[DATA IN THIS EXERCISE]:
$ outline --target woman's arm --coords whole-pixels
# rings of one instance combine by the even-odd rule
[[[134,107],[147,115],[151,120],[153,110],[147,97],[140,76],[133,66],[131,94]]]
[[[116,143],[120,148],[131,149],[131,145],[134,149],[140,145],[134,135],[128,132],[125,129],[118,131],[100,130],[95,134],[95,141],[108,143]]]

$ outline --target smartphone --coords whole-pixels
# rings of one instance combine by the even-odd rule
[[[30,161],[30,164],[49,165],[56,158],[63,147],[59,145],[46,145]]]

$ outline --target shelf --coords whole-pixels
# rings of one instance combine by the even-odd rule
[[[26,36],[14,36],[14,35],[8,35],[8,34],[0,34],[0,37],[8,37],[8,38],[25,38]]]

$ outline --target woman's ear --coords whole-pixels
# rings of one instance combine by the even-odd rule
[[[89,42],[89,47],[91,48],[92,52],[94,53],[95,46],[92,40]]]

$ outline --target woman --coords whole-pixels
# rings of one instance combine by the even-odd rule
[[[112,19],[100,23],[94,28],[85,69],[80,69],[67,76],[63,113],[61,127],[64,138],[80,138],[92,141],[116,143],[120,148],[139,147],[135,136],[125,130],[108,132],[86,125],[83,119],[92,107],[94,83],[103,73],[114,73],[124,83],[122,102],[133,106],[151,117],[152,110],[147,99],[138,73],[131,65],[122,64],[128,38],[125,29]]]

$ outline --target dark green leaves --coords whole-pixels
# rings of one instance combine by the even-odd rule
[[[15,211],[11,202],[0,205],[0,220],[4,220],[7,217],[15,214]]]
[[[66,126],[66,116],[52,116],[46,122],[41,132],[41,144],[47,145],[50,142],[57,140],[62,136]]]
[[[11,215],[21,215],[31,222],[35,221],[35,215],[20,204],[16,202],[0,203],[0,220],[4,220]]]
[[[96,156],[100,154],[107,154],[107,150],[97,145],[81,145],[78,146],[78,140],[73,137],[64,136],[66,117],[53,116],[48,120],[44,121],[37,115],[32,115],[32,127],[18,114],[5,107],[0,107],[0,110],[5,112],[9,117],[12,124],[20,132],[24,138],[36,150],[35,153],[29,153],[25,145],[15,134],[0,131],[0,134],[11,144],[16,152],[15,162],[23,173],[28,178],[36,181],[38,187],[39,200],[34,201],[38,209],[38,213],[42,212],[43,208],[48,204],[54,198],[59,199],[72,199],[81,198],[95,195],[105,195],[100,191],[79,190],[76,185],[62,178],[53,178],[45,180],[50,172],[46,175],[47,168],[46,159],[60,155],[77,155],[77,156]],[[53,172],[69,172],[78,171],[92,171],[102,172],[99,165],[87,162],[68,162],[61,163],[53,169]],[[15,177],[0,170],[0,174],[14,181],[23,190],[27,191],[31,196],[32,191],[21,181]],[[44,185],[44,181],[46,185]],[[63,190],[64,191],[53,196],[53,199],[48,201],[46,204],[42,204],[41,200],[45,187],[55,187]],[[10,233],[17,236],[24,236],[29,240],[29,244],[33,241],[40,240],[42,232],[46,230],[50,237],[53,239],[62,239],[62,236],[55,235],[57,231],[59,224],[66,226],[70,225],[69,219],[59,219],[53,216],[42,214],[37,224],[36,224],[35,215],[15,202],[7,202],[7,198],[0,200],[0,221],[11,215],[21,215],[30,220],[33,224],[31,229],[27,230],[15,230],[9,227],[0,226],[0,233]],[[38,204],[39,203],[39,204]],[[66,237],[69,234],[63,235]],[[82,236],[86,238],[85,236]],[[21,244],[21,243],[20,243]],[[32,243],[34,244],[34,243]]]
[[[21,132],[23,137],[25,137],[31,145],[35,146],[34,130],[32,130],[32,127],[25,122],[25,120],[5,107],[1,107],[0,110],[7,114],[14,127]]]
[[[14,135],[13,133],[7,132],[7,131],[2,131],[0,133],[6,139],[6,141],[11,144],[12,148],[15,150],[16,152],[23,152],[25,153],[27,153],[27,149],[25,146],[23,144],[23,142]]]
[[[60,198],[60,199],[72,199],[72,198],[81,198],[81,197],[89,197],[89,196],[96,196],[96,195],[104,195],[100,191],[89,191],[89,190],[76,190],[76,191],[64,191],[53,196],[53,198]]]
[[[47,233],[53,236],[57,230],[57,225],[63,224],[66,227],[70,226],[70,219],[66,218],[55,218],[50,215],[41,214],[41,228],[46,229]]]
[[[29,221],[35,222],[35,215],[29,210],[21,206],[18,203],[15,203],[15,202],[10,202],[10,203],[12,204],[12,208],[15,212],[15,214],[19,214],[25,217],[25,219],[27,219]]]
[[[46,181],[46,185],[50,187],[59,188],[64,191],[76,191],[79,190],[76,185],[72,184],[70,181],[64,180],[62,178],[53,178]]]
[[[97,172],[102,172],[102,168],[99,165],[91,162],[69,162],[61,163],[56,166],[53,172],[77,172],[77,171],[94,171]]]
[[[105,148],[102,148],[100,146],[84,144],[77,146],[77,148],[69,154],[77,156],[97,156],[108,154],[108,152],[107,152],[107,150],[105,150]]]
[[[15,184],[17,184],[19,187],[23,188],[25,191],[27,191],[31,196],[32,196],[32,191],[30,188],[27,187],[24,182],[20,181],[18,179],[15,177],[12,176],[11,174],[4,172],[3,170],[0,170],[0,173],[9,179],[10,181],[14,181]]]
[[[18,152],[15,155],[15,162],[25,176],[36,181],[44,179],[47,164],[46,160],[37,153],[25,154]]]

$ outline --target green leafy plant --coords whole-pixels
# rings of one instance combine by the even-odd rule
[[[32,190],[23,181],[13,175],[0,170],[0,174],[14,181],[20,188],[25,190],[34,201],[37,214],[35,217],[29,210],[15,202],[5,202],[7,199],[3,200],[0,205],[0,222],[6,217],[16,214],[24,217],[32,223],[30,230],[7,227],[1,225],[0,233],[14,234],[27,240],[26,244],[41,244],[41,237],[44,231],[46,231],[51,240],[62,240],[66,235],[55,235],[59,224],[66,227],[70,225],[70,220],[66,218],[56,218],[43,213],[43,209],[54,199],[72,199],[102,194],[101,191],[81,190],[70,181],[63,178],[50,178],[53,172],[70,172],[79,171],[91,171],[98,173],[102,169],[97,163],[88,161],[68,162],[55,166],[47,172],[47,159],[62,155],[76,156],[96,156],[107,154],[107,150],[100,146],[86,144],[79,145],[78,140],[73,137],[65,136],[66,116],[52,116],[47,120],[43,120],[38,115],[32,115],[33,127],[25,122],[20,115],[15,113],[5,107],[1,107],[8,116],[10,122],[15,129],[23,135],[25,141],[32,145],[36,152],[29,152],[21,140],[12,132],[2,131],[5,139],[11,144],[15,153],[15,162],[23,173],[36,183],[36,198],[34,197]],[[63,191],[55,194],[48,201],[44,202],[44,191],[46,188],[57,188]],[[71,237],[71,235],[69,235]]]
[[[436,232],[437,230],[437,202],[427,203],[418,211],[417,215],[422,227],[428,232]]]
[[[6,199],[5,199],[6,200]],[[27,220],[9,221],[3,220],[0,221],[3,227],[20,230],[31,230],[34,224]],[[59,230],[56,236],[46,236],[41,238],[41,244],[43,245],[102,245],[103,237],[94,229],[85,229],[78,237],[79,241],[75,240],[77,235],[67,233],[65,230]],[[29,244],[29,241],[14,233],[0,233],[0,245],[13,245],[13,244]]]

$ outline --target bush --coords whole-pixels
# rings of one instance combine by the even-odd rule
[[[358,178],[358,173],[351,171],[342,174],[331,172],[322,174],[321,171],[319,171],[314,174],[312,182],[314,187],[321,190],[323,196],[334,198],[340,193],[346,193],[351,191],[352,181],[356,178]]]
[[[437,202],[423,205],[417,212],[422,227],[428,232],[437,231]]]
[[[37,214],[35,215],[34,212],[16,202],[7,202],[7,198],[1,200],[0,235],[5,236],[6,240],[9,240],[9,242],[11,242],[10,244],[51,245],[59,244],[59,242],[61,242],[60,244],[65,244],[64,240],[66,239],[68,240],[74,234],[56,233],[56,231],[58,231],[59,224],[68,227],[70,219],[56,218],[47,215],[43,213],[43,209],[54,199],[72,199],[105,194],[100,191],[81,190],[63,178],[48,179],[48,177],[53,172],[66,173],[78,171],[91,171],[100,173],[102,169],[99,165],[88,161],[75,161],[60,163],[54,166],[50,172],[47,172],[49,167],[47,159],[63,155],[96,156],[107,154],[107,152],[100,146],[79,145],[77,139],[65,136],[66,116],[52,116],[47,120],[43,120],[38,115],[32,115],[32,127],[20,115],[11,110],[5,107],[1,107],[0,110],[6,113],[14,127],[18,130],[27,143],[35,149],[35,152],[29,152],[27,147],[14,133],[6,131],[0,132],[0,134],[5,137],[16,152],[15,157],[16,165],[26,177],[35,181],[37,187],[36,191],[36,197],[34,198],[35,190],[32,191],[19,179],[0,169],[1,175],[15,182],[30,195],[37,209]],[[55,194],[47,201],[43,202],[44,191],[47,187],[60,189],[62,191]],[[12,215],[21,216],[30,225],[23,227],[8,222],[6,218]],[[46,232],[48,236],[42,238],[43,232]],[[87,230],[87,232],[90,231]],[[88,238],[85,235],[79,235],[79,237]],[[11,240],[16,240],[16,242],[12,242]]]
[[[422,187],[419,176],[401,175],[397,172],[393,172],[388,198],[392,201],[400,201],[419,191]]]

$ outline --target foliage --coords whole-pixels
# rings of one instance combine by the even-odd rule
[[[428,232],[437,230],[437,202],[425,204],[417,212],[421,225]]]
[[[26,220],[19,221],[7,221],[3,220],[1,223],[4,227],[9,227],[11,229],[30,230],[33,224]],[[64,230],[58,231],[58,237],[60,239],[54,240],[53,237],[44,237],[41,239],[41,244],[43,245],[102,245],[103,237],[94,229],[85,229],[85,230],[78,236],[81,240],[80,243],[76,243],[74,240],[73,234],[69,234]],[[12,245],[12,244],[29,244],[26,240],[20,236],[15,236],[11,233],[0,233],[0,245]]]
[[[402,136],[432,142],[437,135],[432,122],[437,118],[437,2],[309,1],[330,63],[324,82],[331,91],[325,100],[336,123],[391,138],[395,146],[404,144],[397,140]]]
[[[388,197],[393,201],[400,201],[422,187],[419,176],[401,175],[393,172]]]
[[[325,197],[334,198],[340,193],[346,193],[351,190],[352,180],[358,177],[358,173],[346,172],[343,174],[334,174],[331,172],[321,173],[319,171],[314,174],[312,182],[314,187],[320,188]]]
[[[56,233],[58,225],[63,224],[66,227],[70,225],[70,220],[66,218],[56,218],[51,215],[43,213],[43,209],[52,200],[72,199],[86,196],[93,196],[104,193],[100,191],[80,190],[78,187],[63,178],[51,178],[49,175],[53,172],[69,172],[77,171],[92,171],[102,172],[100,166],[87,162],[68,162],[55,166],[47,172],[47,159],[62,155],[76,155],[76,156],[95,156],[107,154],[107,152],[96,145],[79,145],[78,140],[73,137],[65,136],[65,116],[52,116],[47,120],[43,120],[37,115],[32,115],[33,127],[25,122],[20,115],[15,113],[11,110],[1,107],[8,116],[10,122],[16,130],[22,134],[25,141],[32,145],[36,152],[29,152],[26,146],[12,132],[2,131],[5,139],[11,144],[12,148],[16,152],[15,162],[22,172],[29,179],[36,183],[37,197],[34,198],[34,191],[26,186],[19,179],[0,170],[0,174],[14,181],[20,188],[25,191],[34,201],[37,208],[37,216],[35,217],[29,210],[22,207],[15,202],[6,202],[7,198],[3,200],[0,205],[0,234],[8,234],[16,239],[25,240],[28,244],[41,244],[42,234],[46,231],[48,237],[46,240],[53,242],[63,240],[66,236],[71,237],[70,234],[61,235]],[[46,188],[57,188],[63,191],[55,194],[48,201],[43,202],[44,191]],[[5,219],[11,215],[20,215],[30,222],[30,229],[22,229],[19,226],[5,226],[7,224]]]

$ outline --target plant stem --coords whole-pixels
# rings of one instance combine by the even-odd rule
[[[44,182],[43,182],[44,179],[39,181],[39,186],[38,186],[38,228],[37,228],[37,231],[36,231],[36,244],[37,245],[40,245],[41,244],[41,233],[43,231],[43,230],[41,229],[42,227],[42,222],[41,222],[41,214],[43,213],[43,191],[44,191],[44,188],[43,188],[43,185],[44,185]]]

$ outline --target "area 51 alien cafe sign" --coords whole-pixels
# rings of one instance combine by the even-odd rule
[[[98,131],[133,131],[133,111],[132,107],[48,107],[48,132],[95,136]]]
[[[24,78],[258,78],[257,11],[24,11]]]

[DESCRIPTION OF THE TASK]: Pull out each line of the listing above that contains the string "coords". Case counts.

[RESPONSE TO THIS EXERCISE]:
$ outline --target woman's arm --coords whole-pixels
$ outline --target smartphone --coords whole-pixels
$ outline --target shelf --coords whole-pixels
$ outline --target woman's ear --coords whole-pixels
$ outline --target woman --coords whole-pixels
$ outline --target dark green leaves --coords whole-pixels
$ outline --target green leafy plant --coords whole-pixels
$ outline --target bush --coords whole-pixels
$ outline --target foliage --coords whole-pixels
$ outline --target plant stem --coords whole-pixels
$ outline --target "area 51 alien cafe sign" --coords whole-pixels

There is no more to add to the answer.